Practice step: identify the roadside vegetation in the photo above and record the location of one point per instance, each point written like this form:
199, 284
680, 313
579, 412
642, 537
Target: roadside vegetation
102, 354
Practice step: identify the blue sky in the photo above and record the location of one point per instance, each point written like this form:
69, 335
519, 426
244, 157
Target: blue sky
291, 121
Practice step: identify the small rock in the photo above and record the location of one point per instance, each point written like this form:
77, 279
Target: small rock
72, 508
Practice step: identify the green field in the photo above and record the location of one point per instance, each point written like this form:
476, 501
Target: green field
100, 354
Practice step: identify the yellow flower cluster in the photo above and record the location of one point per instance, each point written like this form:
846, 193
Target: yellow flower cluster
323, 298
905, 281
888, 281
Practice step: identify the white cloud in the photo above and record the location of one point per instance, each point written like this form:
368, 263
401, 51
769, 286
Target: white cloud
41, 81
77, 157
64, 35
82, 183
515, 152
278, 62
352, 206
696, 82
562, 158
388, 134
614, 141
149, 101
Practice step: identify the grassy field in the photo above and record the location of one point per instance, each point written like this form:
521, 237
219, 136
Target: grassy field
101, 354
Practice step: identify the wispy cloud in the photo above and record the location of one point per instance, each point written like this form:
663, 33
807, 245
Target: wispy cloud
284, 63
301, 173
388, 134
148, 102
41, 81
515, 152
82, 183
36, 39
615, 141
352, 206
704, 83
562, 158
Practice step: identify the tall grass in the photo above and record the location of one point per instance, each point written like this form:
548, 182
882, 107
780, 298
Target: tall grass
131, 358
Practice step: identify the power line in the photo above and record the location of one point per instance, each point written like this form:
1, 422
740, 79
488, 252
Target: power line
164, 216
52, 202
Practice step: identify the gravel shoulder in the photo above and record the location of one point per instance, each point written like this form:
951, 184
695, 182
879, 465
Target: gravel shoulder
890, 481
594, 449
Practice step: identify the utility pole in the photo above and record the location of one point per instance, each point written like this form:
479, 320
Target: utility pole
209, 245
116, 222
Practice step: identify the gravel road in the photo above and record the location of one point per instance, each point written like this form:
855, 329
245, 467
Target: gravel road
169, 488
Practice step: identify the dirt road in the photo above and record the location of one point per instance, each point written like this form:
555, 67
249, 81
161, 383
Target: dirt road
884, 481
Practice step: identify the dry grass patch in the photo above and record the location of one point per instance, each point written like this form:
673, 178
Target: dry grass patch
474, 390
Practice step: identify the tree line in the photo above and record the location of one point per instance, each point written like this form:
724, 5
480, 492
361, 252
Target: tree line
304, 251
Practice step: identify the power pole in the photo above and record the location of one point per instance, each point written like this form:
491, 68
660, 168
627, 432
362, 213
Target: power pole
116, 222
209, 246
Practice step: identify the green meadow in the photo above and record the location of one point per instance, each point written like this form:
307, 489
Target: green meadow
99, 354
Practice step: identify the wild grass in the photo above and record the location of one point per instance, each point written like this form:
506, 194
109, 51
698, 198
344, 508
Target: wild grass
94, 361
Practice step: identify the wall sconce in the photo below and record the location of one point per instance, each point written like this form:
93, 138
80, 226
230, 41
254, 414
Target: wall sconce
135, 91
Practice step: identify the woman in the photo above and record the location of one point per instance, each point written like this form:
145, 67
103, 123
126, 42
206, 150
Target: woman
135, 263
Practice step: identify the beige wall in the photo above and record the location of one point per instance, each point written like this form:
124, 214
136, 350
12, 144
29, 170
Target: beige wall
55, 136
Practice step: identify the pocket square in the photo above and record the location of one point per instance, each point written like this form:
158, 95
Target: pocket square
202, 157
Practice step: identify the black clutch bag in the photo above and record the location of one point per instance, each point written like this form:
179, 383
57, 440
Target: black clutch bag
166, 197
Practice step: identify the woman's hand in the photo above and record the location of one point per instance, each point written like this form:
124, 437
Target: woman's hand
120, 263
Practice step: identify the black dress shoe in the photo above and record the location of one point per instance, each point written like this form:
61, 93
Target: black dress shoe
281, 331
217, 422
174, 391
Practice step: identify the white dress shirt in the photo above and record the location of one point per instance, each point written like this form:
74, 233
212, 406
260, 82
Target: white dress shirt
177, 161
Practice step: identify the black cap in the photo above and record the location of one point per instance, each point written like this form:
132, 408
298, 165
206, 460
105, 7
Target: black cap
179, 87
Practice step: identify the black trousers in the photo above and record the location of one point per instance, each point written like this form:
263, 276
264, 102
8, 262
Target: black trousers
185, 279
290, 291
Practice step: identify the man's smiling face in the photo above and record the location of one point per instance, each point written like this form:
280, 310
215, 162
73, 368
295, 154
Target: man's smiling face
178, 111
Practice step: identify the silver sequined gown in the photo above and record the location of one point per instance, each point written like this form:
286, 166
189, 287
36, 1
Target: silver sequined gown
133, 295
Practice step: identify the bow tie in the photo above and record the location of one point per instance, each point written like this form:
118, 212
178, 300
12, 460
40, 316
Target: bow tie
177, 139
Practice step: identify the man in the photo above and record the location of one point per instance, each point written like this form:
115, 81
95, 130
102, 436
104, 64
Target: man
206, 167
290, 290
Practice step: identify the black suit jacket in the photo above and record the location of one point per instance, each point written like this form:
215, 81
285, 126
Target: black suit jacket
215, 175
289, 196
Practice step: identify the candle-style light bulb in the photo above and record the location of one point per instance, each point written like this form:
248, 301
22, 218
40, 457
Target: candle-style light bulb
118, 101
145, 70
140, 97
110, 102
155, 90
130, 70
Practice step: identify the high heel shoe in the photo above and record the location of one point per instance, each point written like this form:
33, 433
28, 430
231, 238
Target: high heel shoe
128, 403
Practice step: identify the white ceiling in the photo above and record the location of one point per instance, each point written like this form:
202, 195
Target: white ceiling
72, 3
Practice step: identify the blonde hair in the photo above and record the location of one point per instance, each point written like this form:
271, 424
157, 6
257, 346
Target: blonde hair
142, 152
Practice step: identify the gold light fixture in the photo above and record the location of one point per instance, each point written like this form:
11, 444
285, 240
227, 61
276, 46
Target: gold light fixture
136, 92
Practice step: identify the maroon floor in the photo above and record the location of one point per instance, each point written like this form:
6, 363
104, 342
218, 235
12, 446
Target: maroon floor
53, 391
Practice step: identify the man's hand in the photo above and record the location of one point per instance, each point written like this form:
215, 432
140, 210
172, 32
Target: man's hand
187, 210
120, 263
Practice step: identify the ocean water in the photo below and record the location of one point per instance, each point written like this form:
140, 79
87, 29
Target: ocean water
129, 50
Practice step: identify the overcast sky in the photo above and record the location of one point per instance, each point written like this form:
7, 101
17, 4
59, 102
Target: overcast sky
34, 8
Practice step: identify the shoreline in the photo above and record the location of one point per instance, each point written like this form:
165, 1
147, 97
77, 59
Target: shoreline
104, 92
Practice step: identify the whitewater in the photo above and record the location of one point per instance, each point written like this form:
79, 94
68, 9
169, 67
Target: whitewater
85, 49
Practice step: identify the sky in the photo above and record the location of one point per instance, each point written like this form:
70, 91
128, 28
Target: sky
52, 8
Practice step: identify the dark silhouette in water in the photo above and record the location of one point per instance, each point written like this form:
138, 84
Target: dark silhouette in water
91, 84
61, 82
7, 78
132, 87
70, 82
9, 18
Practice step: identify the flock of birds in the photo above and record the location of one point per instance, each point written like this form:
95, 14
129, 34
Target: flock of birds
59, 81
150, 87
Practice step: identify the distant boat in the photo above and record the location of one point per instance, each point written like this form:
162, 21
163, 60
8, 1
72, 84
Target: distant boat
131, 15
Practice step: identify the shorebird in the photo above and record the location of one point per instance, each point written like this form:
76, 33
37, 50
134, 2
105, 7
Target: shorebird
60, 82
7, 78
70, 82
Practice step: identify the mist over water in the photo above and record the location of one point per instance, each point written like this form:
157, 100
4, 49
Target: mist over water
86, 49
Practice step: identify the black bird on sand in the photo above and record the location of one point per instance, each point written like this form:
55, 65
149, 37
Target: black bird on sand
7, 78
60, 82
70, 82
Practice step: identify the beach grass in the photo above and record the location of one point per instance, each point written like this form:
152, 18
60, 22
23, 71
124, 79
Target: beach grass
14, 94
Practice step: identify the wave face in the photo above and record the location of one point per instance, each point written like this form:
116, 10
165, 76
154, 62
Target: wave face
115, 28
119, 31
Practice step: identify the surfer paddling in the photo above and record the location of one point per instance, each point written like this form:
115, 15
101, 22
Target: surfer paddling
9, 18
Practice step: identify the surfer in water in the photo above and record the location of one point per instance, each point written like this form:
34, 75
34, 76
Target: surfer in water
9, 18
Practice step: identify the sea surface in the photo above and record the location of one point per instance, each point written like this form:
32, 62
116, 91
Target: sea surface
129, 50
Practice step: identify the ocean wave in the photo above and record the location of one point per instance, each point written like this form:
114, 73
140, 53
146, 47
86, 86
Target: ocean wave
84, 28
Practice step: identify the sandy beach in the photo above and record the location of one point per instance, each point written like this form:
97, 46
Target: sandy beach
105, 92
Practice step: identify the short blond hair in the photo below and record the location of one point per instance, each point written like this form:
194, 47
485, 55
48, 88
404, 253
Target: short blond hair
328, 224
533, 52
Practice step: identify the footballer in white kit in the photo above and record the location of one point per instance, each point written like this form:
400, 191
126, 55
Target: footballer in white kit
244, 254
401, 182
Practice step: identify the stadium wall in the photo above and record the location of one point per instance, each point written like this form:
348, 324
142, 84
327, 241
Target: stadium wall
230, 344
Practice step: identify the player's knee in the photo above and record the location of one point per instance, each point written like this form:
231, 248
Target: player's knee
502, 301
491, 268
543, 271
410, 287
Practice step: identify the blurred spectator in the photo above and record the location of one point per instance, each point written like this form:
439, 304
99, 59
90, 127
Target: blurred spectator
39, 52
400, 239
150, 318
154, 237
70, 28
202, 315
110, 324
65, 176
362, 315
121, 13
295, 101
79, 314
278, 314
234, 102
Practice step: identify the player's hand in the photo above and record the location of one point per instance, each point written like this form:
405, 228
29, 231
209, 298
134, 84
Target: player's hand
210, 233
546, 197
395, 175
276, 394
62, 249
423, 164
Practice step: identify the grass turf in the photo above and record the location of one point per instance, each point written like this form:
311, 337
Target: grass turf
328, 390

..........

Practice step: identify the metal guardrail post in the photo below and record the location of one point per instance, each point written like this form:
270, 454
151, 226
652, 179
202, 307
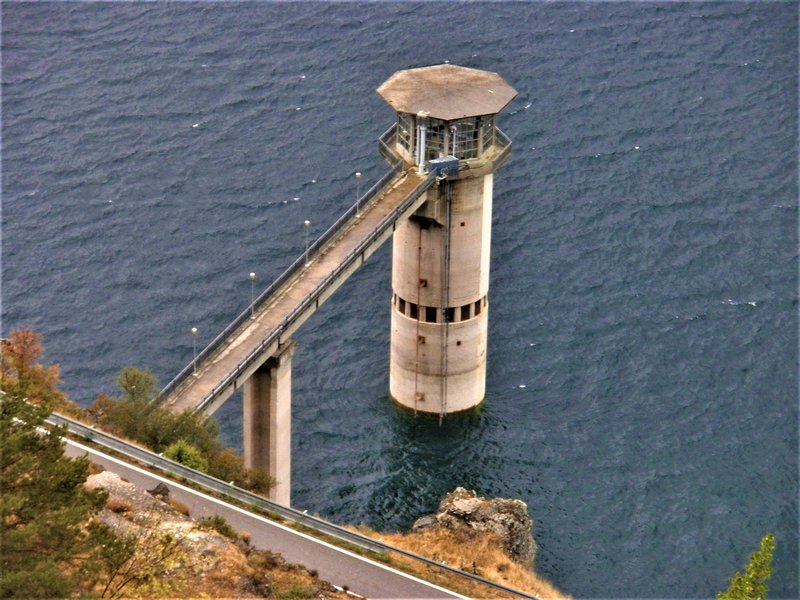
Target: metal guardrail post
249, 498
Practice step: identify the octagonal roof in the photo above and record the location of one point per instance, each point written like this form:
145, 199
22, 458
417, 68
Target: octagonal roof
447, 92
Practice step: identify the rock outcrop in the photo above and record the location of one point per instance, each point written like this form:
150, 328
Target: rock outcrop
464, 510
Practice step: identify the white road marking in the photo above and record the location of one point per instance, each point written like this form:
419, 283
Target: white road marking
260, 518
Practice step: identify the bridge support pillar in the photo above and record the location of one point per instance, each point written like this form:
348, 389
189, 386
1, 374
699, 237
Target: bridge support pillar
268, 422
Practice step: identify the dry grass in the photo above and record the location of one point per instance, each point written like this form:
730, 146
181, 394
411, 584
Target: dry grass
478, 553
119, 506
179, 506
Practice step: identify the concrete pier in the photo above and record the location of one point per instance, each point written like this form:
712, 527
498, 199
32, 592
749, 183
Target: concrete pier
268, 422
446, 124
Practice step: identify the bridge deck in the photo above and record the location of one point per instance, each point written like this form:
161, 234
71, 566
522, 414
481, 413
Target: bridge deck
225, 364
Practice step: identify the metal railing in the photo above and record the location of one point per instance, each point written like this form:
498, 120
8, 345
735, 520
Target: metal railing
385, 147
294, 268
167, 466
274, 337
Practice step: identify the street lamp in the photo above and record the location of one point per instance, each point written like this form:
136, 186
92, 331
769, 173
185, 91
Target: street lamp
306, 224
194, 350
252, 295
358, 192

..........

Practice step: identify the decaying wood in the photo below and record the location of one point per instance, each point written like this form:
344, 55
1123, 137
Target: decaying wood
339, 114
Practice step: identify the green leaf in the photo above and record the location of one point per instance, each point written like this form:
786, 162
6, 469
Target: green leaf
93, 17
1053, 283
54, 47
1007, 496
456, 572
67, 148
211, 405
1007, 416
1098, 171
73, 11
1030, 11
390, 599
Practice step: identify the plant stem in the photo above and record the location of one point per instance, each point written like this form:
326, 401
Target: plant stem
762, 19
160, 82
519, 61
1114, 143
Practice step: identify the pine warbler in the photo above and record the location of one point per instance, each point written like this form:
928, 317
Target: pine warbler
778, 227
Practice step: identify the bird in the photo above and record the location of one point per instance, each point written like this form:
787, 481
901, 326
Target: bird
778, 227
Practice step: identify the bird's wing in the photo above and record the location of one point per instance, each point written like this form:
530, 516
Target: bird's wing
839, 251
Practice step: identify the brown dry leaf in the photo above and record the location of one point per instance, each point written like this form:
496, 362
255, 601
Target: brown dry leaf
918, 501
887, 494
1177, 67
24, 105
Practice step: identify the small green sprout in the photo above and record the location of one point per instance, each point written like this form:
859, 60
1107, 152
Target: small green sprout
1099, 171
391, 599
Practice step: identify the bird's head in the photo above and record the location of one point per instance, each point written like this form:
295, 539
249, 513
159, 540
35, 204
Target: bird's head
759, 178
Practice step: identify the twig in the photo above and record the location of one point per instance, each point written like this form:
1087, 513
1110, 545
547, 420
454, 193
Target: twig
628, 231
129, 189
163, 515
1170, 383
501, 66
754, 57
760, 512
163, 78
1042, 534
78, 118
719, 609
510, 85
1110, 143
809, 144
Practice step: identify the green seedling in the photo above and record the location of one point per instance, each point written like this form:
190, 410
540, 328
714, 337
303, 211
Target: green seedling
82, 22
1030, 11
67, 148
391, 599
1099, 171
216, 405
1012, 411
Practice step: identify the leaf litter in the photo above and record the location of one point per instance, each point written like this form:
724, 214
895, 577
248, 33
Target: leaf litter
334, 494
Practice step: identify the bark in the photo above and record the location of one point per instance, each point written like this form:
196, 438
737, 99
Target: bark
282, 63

..........

• YOUR GOAL
Collect every line of the material above that contains the word "surface".

• ANSWER FOR THIS EXERCISE
Practice step: identify the sea surface in the photo above and record the location of one point per instance, each point written like this form:
Target: sea surface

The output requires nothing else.